## What the task requires
Reproduce exactly the lines from the line containing "Task: place one keypoint on every instance of the skier in" through the end of the records below, including both ends, and nothing else.

==========

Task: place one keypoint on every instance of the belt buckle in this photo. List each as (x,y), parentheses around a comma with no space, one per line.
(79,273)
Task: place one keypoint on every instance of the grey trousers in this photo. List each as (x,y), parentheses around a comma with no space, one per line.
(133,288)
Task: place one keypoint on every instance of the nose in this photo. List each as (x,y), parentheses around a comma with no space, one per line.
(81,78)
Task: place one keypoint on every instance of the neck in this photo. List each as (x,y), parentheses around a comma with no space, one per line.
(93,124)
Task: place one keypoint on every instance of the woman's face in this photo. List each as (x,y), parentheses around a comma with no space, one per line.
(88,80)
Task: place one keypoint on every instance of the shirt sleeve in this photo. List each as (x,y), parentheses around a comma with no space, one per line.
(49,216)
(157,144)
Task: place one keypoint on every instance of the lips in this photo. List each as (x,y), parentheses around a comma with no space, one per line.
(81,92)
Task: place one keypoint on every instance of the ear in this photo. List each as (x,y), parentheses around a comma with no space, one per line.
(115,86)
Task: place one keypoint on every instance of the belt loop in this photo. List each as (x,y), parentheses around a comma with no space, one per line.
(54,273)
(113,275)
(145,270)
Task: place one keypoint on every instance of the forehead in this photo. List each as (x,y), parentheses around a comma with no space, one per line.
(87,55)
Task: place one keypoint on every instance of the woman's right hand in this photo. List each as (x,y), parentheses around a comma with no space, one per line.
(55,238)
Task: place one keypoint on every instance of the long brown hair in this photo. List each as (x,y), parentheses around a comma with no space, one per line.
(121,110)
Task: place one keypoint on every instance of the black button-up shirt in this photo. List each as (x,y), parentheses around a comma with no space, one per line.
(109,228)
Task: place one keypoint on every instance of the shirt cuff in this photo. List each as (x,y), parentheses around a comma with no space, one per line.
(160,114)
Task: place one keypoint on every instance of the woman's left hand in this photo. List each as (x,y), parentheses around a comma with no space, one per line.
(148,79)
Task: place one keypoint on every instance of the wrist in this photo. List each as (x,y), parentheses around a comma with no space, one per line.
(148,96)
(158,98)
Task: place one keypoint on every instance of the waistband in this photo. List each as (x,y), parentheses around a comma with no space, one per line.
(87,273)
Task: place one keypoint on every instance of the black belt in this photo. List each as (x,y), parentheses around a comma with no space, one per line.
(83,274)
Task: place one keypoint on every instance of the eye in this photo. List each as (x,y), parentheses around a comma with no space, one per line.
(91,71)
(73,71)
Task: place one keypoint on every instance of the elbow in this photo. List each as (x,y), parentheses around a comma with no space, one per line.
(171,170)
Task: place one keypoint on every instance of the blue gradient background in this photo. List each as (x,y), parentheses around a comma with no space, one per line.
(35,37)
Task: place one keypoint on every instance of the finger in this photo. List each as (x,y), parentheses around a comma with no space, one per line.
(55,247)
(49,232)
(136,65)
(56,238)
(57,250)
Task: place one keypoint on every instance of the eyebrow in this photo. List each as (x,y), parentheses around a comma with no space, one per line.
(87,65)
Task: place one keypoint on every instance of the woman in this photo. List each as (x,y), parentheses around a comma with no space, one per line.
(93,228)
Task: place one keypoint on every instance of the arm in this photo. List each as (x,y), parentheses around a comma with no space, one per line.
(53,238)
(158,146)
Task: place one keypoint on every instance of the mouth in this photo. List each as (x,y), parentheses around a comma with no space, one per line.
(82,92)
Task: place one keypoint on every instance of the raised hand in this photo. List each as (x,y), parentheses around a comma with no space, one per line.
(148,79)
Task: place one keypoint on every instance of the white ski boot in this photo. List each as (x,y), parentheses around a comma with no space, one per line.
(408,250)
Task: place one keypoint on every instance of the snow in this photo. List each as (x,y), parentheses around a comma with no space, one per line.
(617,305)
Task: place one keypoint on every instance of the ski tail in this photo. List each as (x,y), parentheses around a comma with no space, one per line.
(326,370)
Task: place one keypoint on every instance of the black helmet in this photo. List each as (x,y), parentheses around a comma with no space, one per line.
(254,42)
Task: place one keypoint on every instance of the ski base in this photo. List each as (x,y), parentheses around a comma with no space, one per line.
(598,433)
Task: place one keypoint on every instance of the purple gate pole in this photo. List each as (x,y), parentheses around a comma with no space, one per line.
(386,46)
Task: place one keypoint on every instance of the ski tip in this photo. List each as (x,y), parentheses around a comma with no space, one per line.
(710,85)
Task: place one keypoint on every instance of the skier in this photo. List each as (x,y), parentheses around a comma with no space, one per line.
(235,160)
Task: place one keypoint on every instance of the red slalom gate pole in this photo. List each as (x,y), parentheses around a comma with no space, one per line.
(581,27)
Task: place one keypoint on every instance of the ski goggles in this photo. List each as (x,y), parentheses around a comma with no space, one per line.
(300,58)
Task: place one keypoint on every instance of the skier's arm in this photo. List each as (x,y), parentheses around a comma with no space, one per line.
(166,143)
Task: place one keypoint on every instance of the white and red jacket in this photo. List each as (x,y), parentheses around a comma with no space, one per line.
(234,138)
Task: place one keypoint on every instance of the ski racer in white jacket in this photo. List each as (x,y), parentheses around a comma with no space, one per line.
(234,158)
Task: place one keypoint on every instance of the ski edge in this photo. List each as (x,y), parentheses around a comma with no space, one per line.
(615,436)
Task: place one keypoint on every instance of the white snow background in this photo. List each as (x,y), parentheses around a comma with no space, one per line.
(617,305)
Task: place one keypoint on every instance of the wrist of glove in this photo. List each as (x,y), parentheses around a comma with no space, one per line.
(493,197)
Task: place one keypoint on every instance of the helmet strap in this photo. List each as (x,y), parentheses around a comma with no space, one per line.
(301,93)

==========

## Result of this exercise
Task: place one keypoint on every instance of the skier in this photo. List each as (x,y), parentheses around a comma with no space, one per line.
(235,160)
Task: place one keypoint on every instance of the red slalom gate pole in this photo. List each as (x,y), parentheses around a comma with no space, one per line.
(581,27)
Task: place one keypoint on every instance of the ski goggles in this photo. List each as (x,y), parentheses around a comma with no space, one per line.
(300,58)
Task: place one keypoint on every instance of the skier's arm in this photo. List each as (x,y), parentheses around a comma with no space, one per line.
(166,143)
Task: place one keypoint on every instance of the white and red jacket in this photo. List each as (x,y), parentheses around a comma with no space, one per line.
(234,138)
Task: place one keypoint on every instance of the ski racer in white jacket in this photo. List each as (x,y), parentheses around a comma with no space, one per line.
(234,158)
Task: place one keypoint on every instance of the ski edge in this photo. List each as (x,y), parentheses around a comma with no space, one per line.
(615,436)
Task: place one keypoint on every instance of the white snow background in this photo. List each as (x,y), parentheses around a comma with no space, one per line.
(617,305)
Task: place one keypoint on every instance of the wrist of glove in this photo. List each as (x,y), parentheses around a comma with no space, one per line.
(493,197)
Task: place one keypoint on every instance of the helmet strap in this photo. List each as (x,y), parentheses around a comma with no space, one per line.
(301,93)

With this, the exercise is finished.